- DATASET ENTRIES -
◇ ◇ ◇ ◇ ◇ ◇ ◇

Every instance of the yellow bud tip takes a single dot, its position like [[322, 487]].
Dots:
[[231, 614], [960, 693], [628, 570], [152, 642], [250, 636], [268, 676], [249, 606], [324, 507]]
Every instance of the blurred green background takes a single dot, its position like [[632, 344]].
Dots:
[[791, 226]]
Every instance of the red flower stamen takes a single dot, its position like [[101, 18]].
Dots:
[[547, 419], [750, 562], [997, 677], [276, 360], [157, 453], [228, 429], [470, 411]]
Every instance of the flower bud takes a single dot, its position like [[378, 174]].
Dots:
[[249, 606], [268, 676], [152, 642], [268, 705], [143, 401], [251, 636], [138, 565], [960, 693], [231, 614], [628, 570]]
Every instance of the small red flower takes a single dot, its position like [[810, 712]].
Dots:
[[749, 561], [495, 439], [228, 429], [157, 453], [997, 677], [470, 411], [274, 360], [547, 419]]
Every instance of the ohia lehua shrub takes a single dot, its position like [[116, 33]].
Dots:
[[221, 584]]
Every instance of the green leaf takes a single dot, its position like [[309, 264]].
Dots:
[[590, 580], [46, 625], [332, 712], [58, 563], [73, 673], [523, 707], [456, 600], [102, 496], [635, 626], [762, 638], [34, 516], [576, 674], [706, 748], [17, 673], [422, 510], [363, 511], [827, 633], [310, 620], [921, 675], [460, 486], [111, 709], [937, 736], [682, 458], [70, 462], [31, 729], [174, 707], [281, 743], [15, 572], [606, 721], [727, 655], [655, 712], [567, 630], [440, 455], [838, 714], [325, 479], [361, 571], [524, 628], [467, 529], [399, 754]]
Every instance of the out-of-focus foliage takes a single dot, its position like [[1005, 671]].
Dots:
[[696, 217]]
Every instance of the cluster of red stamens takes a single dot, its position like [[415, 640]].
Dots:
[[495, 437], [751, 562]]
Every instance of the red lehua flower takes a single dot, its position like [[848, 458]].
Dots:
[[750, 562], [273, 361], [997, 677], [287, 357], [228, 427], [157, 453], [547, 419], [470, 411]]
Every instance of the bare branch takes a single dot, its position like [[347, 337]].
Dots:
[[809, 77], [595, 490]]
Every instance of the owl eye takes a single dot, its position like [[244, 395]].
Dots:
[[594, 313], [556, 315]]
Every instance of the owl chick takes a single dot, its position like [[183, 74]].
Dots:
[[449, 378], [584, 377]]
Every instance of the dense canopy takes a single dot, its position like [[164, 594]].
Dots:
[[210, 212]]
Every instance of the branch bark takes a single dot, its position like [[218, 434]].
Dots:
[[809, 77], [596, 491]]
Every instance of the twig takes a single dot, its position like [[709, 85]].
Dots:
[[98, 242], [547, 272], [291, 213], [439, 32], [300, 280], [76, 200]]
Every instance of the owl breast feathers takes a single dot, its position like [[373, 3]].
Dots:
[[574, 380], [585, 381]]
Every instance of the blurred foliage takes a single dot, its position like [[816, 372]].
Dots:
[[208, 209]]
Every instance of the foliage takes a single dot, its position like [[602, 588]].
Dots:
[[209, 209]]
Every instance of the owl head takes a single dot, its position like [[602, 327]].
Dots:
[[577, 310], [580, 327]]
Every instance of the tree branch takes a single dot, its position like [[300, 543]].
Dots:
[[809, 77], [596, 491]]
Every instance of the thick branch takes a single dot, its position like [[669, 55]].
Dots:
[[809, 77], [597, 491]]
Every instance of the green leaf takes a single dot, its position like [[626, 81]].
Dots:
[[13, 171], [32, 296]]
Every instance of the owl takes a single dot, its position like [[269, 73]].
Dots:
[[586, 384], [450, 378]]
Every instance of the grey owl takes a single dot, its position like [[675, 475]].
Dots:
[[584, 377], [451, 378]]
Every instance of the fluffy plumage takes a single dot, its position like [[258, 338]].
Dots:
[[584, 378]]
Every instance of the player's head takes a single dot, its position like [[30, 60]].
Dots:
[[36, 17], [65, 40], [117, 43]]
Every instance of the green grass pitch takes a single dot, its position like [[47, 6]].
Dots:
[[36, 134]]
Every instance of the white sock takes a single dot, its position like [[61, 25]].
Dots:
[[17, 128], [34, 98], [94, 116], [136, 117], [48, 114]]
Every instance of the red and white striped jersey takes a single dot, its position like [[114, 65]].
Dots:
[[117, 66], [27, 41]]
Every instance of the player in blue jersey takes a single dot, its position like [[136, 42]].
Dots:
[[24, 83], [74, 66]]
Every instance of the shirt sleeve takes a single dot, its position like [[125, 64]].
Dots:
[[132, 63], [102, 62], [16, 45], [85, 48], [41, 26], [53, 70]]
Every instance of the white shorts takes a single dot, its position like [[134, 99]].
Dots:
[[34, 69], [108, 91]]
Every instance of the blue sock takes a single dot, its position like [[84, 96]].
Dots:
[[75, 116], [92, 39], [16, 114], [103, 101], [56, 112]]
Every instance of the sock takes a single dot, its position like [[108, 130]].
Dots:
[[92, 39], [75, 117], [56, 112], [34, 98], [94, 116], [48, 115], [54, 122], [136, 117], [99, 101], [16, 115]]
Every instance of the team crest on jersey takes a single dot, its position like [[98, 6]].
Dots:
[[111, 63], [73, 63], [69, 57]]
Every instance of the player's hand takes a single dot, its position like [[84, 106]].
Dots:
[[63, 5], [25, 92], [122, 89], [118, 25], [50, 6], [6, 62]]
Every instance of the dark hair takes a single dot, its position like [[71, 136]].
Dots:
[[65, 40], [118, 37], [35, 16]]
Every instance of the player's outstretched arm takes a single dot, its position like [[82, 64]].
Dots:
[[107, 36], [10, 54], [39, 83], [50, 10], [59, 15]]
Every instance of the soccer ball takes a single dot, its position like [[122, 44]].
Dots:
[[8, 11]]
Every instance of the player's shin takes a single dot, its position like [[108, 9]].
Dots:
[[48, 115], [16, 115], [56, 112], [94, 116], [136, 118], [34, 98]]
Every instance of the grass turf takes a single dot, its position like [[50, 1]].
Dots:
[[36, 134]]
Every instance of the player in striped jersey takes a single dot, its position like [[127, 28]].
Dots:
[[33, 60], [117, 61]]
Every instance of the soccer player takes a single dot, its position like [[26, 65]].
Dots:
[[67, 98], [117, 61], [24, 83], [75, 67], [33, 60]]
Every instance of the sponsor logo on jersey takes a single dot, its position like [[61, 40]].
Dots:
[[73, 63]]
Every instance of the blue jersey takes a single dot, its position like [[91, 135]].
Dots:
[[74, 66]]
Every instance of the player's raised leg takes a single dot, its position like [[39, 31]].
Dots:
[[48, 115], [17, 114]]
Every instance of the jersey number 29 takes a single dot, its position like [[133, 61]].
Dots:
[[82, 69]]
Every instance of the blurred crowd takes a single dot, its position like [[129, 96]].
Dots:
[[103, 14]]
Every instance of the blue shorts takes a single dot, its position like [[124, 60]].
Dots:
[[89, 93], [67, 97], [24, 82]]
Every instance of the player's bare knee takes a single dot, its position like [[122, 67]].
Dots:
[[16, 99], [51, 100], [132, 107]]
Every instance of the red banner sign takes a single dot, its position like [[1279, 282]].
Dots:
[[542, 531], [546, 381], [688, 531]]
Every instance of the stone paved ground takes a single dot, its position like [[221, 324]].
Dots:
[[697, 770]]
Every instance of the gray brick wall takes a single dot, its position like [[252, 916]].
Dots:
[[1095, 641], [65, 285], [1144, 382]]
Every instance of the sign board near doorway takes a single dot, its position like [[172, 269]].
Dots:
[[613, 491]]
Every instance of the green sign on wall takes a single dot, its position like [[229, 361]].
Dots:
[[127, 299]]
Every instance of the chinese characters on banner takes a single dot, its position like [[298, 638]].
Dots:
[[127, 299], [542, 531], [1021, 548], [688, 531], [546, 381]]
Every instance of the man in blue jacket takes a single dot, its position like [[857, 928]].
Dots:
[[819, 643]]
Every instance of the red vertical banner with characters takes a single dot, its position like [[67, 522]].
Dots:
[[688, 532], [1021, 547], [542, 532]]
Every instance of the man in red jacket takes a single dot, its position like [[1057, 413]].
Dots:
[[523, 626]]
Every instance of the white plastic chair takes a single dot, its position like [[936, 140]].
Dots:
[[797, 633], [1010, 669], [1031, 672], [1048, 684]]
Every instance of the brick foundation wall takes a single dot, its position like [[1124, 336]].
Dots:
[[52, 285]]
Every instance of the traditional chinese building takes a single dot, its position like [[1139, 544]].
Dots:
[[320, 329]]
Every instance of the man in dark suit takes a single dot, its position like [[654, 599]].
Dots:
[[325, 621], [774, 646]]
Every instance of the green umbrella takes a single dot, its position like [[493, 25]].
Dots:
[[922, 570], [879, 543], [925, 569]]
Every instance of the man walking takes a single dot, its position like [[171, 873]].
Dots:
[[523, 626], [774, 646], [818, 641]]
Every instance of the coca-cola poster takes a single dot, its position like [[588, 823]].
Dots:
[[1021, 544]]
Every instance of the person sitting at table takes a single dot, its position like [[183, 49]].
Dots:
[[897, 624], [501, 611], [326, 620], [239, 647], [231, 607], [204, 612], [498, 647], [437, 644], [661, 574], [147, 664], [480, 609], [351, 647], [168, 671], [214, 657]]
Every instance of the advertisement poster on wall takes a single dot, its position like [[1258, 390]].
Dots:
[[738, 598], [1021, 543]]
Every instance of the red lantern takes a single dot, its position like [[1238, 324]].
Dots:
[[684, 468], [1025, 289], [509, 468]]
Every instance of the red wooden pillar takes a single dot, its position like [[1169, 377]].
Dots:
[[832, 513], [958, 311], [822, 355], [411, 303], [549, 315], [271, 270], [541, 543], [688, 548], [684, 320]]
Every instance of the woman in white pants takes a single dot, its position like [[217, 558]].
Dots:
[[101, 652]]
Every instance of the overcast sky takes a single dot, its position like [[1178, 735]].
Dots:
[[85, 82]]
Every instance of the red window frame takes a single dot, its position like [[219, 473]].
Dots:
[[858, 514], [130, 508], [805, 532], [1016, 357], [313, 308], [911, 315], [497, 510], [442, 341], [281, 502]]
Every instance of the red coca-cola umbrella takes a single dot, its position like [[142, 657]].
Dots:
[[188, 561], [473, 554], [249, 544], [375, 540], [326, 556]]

◇ ◇ ◇ ◇ ◇ ◇ ◇

- REQUIREMENTS -
Render the part that opens with the line containing "Every instance of the advertisement" and closes with the line containing "[[684, 468], [1025, 289], [509, 468]]" as a JSON list of strings, one string per line, with both of those lines included and blank lines left out.

- FINAL RESULT -
[
  "Every instance of the advertisement poster on wall takes a single dot, its position like [[1258, 390]].",
  "Dots:",
  "[[738, 598], [1021, 543]]",
  "Every instance of the red lantern takes a single dot, its position like [[1238, 324]].",
  "Dots:",
  "[[684, 468], [1025, 289], [509, 468]]"
]